TEXT PROVIDED
+++
Phil Sim

Web, media, PR and… footy

Human editing giving Techmeme a very different feel already

Right now, the top story on Techmeme is the piece I just posted on – Google Chrome coming out of Beta.

In case you missed it, last week Gabe Rivera the creator of the Techmeme aggregator announced he was adding a human editor to his payroll. Ironically, I was involved in a blog conversation about two years earlier with Gabe over the merits of a human editor versus an all-automated solution and Gabe at the time suggested he would look at human interference at some point in the future but probably not for Tech.

A couple of years later down the track, he’s changed his mind and Techmeme now has a journalist adding editorial judgements to the mix of story rankings and grouping.

So let’s go back to that Google Chrome story. Right now, it has just one link from Tech BLORGE. Under the old algorithm model, one-link would never be enough to get a story up to the top of Techmeme especially on a busy news day like we’ve seen over the past 24 hours.

I also just saw two links that were previously attached to that story – but which were actually about Google Native Code rather than Chrome dissapear from the Grouping. Not sure, if they were added their manually or removed manually?

So the obvious advantage of the new human-editing approach is clearly that stories can rise to the top far quicker based on an editor’s decision rather than waiting for the blogosphere to decide its a hot issue and promote the piece algorithmically. However, that’s kind of why I go to Techmeme – I want to see what the community has decided is the hot news – not what an editor thinks as I can after all get that anywhere.
+++
MATERIAL FOR THE TASK
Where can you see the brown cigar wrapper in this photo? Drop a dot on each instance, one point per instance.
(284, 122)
+++
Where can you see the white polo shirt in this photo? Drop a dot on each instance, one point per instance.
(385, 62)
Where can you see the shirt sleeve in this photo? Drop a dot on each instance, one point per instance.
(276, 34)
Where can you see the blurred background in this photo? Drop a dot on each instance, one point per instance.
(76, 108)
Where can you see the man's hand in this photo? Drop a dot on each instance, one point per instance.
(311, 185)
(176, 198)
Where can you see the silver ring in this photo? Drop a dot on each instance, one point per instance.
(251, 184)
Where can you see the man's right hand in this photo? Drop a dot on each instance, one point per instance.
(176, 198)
+++
TASKS AND EXERCISES
1. Transcribe the Techmeme post from "I also just" to "get that anywhere.".
2. Pull out each line of the records that has the word "hand" in it.
The Techmeme post and the records have nothing to do with each other.

ANSWERS TO THE EXERCISES
1.
I also just saw two links that were previously attached to that story – but which were actually about Google Native Code rather than Chrome dissapear from the Grouping. Not sure, if they were added their manually or removed manually?

So the obvious advantage of the new human-editing approach is clearly that stories can rise to the top far quicker based on an editor’s decision rather than waiting for the blogosphere to decide its a hot issue and promote the piece algorithmically. However, that’s kind of why I go to Techmeme – I want to see what the community has decided is the hot news – not what an editor thinks as I can after all get that anywhere.

2.
Where can you see the man's hand in this photo? Drop a dot on each instance, one point per instance.
Where can you see the man's right hand in this photo? Drop a dot on each instance, one point per instance.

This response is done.